***** Material *****

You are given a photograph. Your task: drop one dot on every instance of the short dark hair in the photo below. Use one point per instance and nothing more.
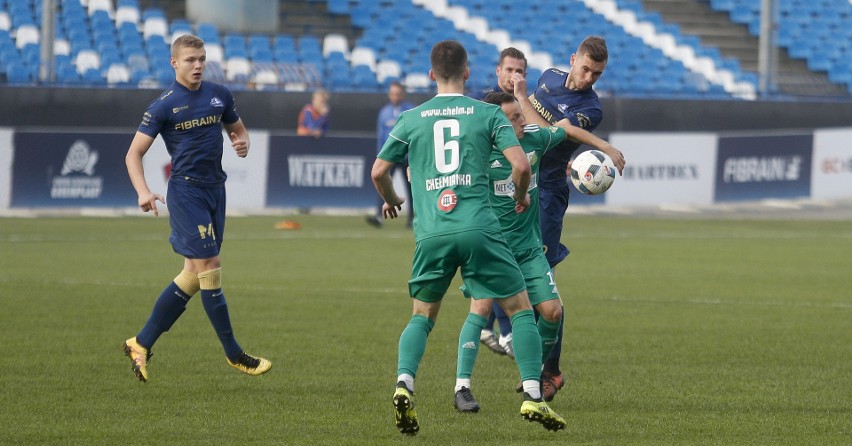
(594, 47)
(514, 53)
(498, 98)
(449, 59)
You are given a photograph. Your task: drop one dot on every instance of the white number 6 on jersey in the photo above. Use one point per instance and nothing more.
(446, 152)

*****

→ Short exercise:
Express every line of the records above as a JSON list of strings, one string per line, skipping blank lines. Leave the pictures out.

→ Correct output:
[
  "You are given a photograph. Your task: drop one dot on every instance of the short dark hair in the photo below. Use one point per instance and nothing more.",
  "(594, 47)",
  "(514, 53)",
  "(498, 98)",
  "(449, 59)",
  "You are given a photograph. Your task: drop one dot on every instance of the white number 6 on jersey in the photo above. Use one point per instance and nothing more.",
  "(446, 152)"
]